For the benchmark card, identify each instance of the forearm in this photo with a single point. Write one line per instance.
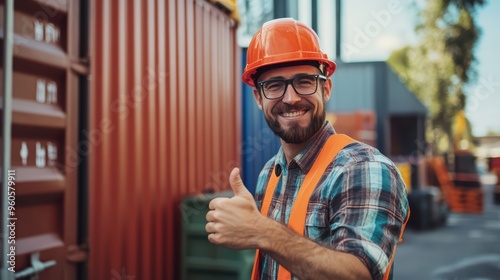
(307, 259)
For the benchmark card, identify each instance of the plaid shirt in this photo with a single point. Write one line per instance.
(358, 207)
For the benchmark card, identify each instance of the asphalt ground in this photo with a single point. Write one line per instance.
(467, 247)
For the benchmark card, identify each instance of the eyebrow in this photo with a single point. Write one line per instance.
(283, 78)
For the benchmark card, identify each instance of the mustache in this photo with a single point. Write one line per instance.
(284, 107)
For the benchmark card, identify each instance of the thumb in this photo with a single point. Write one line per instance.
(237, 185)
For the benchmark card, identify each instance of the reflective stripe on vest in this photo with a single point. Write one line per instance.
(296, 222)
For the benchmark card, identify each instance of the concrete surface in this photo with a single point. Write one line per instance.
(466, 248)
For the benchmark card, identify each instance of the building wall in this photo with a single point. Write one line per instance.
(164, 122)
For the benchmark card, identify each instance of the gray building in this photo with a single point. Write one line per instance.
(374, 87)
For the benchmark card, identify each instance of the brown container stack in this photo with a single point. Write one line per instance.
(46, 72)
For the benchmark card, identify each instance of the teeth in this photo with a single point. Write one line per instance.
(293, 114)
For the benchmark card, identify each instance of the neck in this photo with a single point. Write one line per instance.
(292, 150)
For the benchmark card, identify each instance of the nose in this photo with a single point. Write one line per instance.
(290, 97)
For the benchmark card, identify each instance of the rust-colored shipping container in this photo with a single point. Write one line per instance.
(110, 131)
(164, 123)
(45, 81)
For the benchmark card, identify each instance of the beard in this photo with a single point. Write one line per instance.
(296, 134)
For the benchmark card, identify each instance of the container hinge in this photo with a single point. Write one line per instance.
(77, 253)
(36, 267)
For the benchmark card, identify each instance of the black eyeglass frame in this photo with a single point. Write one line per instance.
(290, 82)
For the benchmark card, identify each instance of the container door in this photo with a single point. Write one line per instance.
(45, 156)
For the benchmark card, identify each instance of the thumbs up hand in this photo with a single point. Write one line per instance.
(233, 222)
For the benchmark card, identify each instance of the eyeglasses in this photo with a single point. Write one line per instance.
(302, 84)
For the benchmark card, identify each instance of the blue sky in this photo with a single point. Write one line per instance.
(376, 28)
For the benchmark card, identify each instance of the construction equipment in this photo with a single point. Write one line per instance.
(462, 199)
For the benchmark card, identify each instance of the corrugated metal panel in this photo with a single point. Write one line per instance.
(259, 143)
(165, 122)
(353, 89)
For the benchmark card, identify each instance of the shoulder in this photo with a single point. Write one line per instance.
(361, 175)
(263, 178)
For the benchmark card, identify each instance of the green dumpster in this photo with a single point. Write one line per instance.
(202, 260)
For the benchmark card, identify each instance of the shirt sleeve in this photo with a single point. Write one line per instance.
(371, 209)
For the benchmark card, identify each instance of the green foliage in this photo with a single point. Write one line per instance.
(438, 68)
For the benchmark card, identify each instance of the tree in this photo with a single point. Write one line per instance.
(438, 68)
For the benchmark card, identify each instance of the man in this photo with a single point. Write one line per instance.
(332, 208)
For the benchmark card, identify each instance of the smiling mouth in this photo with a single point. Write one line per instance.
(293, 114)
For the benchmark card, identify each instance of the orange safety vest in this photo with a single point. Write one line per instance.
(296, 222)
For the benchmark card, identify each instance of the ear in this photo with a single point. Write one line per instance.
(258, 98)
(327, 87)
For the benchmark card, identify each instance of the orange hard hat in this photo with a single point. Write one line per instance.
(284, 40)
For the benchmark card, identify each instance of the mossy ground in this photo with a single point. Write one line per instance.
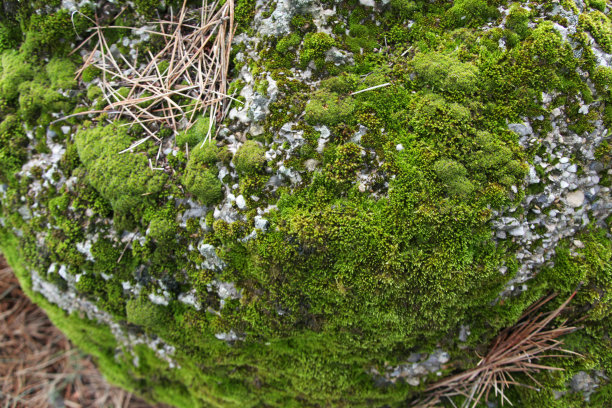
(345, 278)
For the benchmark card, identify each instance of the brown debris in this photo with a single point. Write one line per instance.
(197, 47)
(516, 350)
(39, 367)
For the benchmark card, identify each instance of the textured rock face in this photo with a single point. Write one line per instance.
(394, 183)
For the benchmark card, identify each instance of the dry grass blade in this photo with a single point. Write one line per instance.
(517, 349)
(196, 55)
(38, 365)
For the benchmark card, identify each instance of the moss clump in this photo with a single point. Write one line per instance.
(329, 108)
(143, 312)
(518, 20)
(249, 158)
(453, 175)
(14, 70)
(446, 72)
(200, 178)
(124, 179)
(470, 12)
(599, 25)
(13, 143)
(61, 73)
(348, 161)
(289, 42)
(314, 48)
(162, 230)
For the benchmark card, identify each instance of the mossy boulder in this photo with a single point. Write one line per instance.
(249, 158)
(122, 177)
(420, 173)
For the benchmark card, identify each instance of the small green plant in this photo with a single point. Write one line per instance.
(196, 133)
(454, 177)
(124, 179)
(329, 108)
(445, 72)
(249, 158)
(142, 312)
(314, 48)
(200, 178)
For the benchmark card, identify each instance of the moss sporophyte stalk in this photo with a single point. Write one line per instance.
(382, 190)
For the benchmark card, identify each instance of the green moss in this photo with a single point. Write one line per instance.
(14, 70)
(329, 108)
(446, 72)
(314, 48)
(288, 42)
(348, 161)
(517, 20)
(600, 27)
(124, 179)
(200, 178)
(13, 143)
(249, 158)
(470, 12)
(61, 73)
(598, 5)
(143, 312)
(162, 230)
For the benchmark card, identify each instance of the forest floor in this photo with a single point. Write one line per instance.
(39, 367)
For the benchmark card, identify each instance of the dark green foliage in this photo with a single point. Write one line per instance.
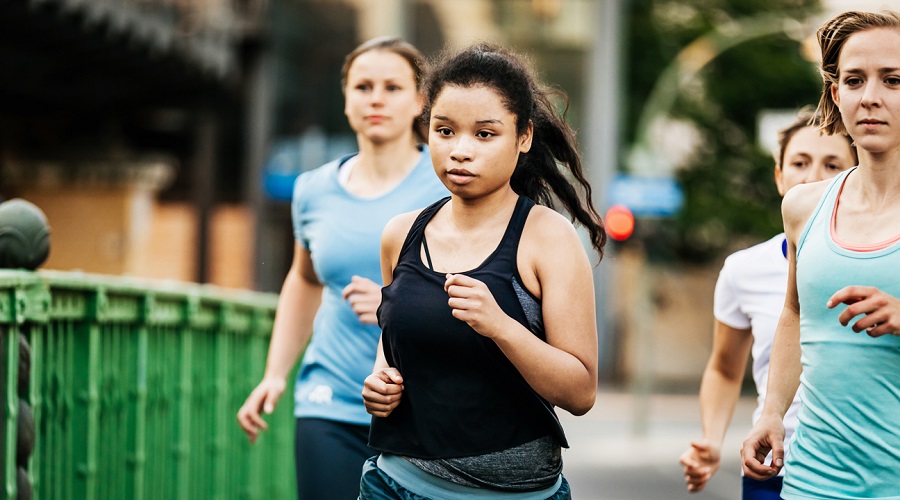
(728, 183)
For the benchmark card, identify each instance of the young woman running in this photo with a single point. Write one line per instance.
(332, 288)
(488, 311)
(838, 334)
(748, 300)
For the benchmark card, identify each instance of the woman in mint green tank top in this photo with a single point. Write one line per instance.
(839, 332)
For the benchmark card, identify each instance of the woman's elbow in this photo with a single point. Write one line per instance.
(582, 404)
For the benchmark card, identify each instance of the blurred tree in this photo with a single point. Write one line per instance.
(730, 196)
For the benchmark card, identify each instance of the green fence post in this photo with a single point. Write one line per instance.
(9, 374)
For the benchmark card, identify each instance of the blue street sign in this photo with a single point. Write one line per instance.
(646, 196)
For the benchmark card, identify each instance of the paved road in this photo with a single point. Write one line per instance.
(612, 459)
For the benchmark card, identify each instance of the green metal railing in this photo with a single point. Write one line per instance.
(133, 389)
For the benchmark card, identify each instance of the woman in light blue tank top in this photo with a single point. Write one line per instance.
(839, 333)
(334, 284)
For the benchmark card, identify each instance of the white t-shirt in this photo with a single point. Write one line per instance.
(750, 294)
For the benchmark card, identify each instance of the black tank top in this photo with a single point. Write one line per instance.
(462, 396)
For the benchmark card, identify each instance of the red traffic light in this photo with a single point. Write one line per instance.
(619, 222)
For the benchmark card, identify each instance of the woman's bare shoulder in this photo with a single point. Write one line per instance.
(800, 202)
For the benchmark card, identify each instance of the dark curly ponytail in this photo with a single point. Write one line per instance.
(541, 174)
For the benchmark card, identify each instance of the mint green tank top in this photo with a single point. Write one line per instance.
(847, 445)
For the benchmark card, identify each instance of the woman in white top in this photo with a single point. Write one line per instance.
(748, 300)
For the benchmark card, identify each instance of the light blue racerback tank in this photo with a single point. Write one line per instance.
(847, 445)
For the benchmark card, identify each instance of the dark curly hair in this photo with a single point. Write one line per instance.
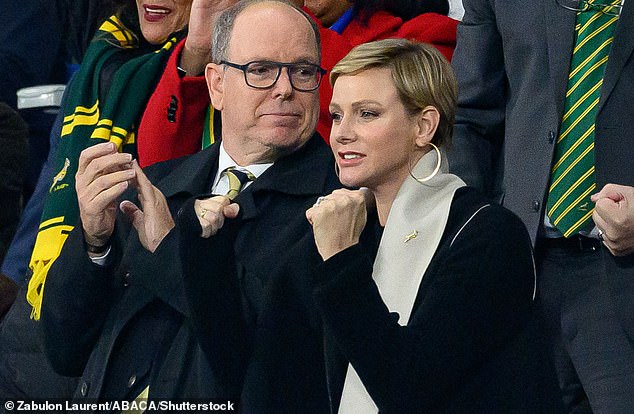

#### What to produce:
Give every line above again exactly, with no pictures.

#### Response below:
For the benchmark card, identify each instance of the forearm in this photo with a single point. Write one line per instance.
(307, 259)
For the benchmark card, identify each instance of the plaid shirt in this photo with a single point. Write one line per instance.
(358, 207)
For the benchmark card, identify each instance of the asphalt ground in this photo with a single point. Write one line per instance.
(467, 247)
For the benchmark card, identify each instance of the eyebrow in this photo with a single point. Write one line per instance.
(283, 78)
For the benchmark card, identify each instance of the mustache in this photo with a single point. Write one line per instance.
(284, 107)
For the benchmark card, identify each instance of the thumb in this photo with a single point. Write one line per instance.
(237, 185)
For the benchmark card, identify each instance of the reflective stripe on vest in this photo with a single point. Write one line per instance.
(296, 222)
For the benchmark card, identify each instance of the concrete surface in this photo with a single point. Write one line per instance.
(466, 248)
For the benchmark card, identify each instance of the building wall in this photo with a single point. Write one line per instance.
(164, 122)
For the benchmark card, identify each instance of the gray building in this photo with a single point. Write one line per instance.
(374, 87)
For the benchmark card, identify each instance of the brown container stack in this photo with a single point. Write one line per instance.
(46, 72)
For the benchmark card, identify each instance of the teeth in this photo with a single point. Write one line per instance.
(293, 114)
For the benchmark card, identify each instance of the neck in this photo with a single point. Write one line per instance.
(292, 150)
For the benchmark card, identify each instance of the nose in this photo with a single point. Write one line per instance.
(290, 97)
For the benchmark card, identify each instance of the rust-colored shipping container in this photo with a single point. Write one line per instance.
(110, 131)
(164, 123)
(45, 81)
For the benchmark card, identify each instance of the beard in this photo with a single point. Write one line per instance.
(296, 134)
For the benchmark card, identify each instance of the container hinge in this photo with a single point. Write one line per instance.
(77, 253)
(36, 267)
For the benchmark card, identify each instance of the black eyeglass frame in this photo with a single point. Write one line per instance.
(290, 82)
For the benchmark card, identify each instance of the container door in this photo with a single point. Write one line per instance.
(45, 156)
For the benchmark card, identify each instance of the thumbs up hand in this photo with a single point. Write one line per instance.
(233, 222)
For the benchmark card, identify each instance of the eyeglasses in this photo with a single point. Write one line per instance.
(302, 84)
For the benchmark card, identify each instance of the blue sky in this photo with a single point. Write one line per instance.
(376, 28)
For the benchmark card, identify each instance of the construction equipment in this photo with a single point. Write one line per instance.
(462, 199)
For the benchmark card, identify each instance of the corrugated metal panel in this photo with a single point. Write one line per instance.
(259, 143)
(165, 122)
(353, 89)
For the benchmark card, identify each instance of the shoulder in this photo with a single point. Write one line per instance.
(361, 175)
(263, 178)
For the benchmark card, identify each instance of the green dumpster in this photo with a single point. Write one line per instance.
(202, 260)
For the benchmark card, identify each instance of the shirt sleeve in this photo with a single point. Write one line per instance.
(371, 209)
For the benchmark card, identify each instance of the green foliage in this photo with a single point. Write one line per instance.
(438, 68)
For the benchmark card, identify each instance of the tree in this photo with a single point. Write one line per instance.
(438, 68)
For the benchmark card, identify each instance of the man in this photo with a single point. Write one line per instance.
(332, 208)
For the benchmark card, identify each instance of the smiling mouth in this photo with a single point. Write one line per instance.
(293, 114)
For the benchmark card, identify each instance of the orange safety vest in this photo with a single point. Write one line per instance.
(296, 222)
For the benchmark card, identify each instance of the ear in this photo with a single point. Write one line per instance.
(258, 98)
(327, 87)
For the benchmark card, identify each instance of the orange hard hat in this photo with a single point. Write one line per instance.
(284, 40)
For the benchmark card, identify each instance of the mossy ground in this photo with a single point. Write one line per instance.
(345, 278)
For the benchmark card, identify each instance of the brown debris in this photo with a single point. Write one line per instance.
(197, 47)
(516, 350)
(39, 367)
For the benchmark card, identify each instance of the textured rock face in this photo with a single point. Write one line per instance.
(394, 183)
For the benchmark card, identify each instance of the dry grass blade in this photo with a single point. Write one line per instance.
(517, 349)
(196, 55)
(38, 365)
For the benchmark card, identify each instance of the moss clump in this photo with a single point. Write one line per instance.
(329, 108)
(143, 312)
(518, 20)
(249, 158)
(453, 175)
(14, 70)
(446, 72)
(200, 178)
(124, 179)
(470, 12)
(599, 25)
(13, 143)
(61, 73)
(348, 161)
(289, 42)
(314, 48)
(162, 230)
For the benchmark card, identify each instance of the mossy boulder in this photo with a single point. Write one line per instance.
(249, 158)
(122, 177)
(420, 173)
For the benchmark card, identify each instance of the small green plant in this photo with a single point. Write one line per instance.
(196, 133)
(454, 177)
(124, 179)
(329, 108)
(445, 72)
(249, 158)
(142, 312)
(314, 48)
(200, 178)
For the benchmark card, identify each instance of the moss sporophyte stalk in this photo with a single point. Write one line per instance.
(382, 190)
For the benchmark card, identify each instance of the green moss in this photo with a single point. Write one line per instance.
(14, 70)
(329, 108)
(446, 72)
(314, 48)
(288, 42)
(348, 161)
(517, 20)
(600, 27)
(124, 179)
(200, 178)
(13, 143)
(249, 158)
(470, 12)
(61, 73)
(598, 5)
(143, 312)
(162, 230)
For the benchmark card, identify each instance of the forest floor in this photo with a single point. Write one line per instance.
(39, 367)
For the benchmark card, identify each instance of the dark green foliage in this photo with a single point. Write one line per instance.
(728, 183)
For the benchmark card, identify each instance of the young woman running in this photo with a single point. Write one line per instance.
(332, 288)
(488, 311)
(838, 334)
(748, 300)
For the benchmark card, identify each instance of the woman in mint green tank top in this photo with a single point. Write one line per instance.
(839, 332)
For the benchmark card, identify each instance of the woman's elbow in this photo with a single point. Write one line per instance.
(582, 404)
For the benchmark card, identify each instance of the blurred tree in this photo with a single point. Write one line per instance.
(730, 196)
For the benchmark card, identify each instance of the green fence post in this photo with a single point. Write one line per instance.
(9, 374)
For the benchmark card, identify each instance of the blue street sign in this photo with a single point. Write one line per instance.
(646, 196)
For the benchmark card, identify each instance of the paved road in this photo with a single point. Write one line per instance.
(612, 459)
For the benchmark card, identify each instance of the green metal railing in this photo with a single point. Write one line per instance.
(133, 389)
For the benchmark card, identify each instance of the woman in light blue tank top in this photo with a single point. Write one line per instance.
(839, 333)
(334, 284)
For the benchmark card, identify each instance of the white t-shirt in this photo with a single point. Write one line per instance.
(750, 294)
For the benchmark card, identify each instance of the black tank top in this photo with a single point. Write one line per instance.
(462, 396)
For the benchmark card, identify each instance of the red traffic light in this photo with a single point. Write one line per instance.
(619, 222)
For the benchmark card, identify each instance of the woman's bare shoulder in this photo with a single point. Write one line per instance.
(800, 202)
For the benchmark card, identify each instance of the dark curly ponytail in this photo with a single point. Write one line per instance.
(541, 174)
For the benchmark card, identify each instance of the mint green tank top in this photo with a single point. Write one line per instance.
(847, 445)
For the benchmark card, identify each instance of the woman in white top in this photo with a single point. Write one line per instance.
(748, 300)
For the benchmark card, identify each instance of the light blue racerback tank in this photo with a single point. Write one line per instance.
(847, 445)
For the benchmark card, identify each instance of the dark curly hair in this photo with a single point. Write one line per instance.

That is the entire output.